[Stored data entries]

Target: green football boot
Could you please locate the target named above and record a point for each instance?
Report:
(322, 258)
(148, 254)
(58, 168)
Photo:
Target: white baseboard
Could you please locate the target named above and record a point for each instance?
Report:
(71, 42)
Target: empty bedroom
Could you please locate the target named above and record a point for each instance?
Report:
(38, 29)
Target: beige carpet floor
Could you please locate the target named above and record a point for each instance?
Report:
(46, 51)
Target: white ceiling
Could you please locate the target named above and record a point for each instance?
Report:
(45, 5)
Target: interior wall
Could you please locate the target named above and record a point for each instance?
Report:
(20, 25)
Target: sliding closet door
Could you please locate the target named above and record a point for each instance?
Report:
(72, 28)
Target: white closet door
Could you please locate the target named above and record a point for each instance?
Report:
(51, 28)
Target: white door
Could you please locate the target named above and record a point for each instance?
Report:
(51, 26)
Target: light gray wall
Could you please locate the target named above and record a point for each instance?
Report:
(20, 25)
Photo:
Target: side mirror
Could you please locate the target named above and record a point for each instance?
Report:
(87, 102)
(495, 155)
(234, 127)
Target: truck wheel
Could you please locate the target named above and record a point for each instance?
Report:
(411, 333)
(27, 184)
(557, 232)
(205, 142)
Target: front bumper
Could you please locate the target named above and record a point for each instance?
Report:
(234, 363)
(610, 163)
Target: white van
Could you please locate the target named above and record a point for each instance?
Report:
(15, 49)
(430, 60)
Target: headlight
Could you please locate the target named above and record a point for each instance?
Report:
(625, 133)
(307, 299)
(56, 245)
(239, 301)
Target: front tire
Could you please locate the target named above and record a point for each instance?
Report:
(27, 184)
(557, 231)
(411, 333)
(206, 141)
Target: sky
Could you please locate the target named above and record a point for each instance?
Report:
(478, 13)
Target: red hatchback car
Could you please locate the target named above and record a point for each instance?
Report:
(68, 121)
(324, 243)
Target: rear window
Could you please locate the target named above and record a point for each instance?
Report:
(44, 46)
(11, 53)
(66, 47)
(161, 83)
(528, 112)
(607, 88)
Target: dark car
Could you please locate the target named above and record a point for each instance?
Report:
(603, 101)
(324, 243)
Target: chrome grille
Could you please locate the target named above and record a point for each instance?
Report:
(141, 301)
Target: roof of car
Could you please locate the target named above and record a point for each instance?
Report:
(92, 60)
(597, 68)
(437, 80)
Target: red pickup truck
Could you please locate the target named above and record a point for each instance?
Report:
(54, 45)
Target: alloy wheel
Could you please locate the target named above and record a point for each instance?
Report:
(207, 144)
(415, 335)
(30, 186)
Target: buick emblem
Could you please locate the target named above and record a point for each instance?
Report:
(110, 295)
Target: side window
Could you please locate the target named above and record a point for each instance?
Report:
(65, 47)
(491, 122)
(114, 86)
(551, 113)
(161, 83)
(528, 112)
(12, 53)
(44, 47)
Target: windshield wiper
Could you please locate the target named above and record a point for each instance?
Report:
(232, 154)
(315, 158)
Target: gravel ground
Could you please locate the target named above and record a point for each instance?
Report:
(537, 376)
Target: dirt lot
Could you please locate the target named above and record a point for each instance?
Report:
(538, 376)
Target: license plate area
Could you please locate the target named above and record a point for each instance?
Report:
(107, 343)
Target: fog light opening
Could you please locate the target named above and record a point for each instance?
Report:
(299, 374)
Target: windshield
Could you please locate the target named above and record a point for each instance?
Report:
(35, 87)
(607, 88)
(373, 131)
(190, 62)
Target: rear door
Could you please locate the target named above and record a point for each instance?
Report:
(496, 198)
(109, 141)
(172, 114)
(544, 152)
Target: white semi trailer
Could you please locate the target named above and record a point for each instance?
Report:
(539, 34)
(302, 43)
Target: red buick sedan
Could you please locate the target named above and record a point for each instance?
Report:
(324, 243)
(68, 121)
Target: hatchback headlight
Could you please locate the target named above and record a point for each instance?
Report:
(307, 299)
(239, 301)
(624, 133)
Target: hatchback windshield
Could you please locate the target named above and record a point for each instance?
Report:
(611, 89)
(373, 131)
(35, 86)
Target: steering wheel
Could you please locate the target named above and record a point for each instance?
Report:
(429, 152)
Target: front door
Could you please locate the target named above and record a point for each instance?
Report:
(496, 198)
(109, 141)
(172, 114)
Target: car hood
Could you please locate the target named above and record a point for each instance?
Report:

__Task to complete__
Across the entries above, work out how many lines hold "truck". The answer is that number alone.

__Answer section__
2